**Your instructions**
Replace "blurred forest background" with "hazy woodland backdrop" in the lines from the one containing "For the trial run, indicate each instance of the blurred" through the end of the material, inclusive, and write out those lines again with nothing else changed.

Point labeling examples
— start —
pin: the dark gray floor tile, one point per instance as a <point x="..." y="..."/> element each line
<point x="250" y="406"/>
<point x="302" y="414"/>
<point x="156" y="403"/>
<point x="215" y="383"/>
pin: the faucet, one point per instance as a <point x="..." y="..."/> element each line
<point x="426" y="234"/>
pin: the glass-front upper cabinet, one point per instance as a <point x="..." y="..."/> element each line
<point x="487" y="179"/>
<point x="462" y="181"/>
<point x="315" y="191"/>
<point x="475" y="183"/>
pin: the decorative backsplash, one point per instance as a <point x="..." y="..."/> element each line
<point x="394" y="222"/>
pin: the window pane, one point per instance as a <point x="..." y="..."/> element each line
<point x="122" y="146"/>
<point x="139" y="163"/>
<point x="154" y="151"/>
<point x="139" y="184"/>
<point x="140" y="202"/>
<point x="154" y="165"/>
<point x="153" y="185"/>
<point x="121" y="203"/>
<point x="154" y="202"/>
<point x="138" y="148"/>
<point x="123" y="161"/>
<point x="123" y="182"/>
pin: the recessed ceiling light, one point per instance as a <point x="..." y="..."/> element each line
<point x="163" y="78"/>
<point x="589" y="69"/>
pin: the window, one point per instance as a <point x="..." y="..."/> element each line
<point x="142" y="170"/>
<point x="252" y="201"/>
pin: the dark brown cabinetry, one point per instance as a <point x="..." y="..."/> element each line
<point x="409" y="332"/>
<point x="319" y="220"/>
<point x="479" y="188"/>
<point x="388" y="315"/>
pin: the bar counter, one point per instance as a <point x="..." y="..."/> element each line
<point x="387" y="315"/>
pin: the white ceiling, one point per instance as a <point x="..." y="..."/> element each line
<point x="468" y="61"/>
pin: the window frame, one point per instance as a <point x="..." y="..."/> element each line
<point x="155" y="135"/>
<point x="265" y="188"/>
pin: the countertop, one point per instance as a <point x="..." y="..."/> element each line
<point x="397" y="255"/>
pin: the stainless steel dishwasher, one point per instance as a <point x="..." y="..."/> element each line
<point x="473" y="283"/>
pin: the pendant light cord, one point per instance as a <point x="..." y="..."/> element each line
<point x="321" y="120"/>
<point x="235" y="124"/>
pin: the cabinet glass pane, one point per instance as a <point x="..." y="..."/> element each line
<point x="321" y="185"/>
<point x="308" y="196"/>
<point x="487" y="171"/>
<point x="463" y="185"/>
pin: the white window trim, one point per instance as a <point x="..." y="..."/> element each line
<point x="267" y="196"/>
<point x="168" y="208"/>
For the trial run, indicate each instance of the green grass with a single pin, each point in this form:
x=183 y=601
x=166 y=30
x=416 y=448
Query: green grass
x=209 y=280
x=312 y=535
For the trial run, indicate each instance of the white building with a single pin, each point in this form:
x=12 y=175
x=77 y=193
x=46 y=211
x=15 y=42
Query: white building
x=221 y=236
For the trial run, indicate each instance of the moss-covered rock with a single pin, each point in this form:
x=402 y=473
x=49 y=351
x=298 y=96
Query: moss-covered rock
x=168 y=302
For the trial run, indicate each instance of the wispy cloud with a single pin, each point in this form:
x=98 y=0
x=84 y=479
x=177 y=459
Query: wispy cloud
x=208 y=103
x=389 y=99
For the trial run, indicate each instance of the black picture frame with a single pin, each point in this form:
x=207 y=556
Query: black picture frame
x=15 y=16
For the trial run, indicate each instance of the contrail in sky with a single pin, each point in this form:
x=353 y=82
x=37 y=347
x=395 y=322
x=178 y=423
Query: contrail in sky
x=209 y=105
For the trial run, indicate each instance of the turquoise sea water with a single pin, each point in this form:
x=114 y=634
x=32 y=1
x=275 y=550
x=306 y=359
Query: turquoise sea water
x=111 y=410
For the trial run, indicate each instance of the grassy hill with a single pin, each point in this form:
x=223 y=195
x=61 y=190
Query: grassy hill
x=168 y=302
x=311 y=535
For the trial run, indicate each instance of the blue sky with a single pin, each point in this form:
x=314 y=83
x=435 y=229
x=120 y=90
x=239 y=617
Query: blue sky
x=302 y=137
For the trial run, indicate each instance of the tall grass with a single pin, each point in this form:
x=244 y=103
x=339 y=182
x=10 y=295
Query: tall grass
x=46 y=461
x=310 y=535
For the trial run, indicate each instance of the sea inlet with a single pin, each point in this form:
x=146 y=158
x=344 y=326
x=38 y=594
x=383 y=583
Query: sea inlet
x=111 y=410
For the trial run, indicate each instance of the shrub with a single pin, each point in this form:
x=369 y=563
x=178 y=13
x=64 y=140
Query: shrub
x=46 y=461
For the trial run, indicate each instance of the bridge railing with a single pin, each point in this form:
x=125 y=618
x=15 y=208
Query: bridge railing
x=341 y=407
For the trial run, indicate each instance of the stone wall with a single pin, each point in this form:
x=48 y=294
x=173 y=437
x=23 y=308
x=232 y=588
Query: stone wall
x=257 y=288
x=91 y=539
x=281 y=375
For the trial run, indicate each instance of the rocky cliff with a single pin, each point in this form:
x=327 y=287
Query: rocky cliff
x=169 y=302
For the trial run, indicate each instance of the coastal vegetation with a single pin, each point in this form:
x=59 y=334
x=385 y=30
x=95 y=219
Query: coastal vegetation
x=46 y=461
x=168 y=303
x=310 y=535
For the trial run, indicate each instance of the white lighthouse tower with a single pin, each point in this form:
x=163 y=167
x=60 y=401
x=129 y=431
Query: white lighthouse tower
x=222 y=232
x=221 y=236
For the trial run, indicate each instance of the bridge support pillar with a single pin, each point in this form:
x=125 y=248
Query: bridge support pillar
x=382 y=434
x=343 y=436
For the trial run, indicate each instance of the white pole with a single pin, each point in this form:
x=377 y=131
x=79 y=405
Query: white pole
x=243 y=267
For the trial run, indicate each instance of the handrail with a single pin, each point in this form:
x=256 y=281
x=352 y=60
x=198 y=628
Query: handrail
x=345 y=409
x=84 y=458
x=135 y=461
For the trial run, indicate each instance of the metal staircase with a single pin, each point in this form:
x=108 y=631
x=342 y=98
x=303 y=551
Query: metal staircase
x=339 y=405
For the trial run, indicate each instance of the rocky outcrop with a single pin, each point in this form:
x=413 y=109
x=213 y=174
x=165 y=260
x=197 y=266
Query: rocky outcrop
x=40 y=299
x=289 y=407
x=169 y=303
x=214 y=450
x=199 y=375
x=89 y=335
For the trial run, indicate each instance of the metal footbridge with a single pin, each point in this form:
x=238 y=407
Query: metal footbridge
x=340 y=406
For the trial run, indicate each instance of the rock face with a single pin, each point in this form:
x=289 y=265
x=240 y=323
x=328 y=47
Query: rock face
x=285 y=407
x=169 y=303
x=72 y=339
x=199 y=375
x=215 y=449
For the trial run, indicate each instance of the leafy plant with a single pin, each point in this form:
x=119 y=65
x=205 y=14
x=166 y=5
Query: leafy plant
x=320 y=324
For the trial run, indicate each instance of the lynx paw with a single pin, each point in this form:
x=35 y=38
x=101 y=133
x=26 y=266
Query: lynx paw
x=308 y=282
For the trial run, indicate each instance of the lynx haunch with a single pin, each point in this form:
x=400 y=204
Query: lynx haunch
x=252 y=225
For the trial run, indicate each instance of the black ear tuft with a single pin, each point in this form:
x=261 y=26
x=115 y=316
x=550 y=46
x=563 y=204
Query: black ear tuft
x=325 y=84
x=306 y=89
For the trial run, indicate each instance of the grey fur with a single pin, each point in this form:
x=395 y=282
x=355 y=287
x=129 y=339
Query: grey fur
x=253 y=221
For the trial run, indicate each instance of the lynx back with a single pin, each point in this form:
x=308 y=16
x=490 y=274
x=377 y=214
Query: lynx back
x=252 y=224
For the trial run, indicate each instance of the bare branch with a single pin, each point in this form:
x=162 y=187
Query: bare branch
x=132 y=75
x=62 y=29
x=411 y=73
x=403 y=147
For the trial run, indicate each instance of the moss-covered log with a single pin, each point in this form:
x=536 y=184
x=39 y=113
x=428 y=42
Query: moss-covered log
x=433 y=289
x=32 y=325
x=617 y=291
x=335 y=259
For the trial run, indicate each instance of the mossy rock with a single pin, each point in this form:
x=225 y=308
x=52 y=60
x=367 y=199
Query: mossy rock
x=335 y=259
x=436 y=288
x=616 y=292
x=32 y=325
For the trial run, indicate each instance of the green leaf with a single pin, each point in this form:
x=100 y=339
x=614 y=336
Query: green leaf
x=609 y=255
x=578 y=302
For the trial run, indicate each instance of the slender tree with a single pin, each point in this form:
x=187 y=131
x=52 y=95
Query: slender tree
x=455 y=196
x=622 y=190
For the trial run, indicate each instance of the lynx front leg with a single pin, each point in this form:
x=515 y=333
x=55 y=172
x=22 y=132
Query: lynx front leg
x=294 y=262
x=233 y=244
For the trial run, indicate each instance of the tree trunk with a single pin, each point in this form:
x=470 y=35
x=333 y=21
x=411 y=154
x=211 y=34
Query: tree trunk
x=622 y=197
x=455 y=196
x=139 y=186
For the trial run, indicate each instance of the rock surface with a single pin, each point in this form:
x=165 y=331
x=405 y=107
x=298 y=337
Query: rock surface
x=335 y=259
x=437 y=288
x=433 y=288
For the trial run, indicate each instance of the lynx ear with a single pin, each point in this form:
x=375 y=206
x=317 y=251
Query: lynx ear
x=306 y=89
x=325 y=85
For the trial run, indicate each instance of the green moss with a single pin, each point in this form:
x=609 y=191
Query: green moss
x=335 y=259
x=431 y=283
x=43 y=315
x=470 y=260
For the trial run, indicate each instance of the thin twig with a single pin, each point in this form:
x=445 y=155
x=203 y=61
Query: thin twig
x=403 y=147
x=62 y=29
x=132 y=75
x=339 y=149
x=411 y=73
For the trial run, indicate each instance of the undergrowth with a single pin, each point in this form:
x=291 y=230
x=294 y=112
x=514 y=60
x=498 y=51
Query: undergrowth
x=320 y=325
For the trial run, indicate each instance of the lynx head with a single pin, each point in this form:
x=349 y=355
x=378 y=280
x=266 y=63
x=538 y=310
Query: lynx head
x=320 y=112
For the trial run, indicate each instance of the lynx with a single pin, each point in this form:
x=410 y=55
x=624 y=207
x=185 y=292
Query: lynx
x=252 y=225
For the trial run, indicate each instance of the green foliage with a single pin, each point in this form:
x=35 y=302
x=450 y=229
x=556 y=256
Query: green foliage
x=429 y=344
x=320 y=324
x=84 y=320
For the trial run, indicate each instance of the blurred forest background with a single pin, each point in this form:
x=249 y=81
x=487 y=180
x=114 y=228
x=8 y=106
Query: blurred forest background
— end —
**Finished task**
For the trial run, indicate each instance of the hazy woodland backdrop with a single pin, each point in this form:
x=249 y=81
x=487 y=180
x=114 y=228
x=8 y=106
Query: hazy woodland backdrop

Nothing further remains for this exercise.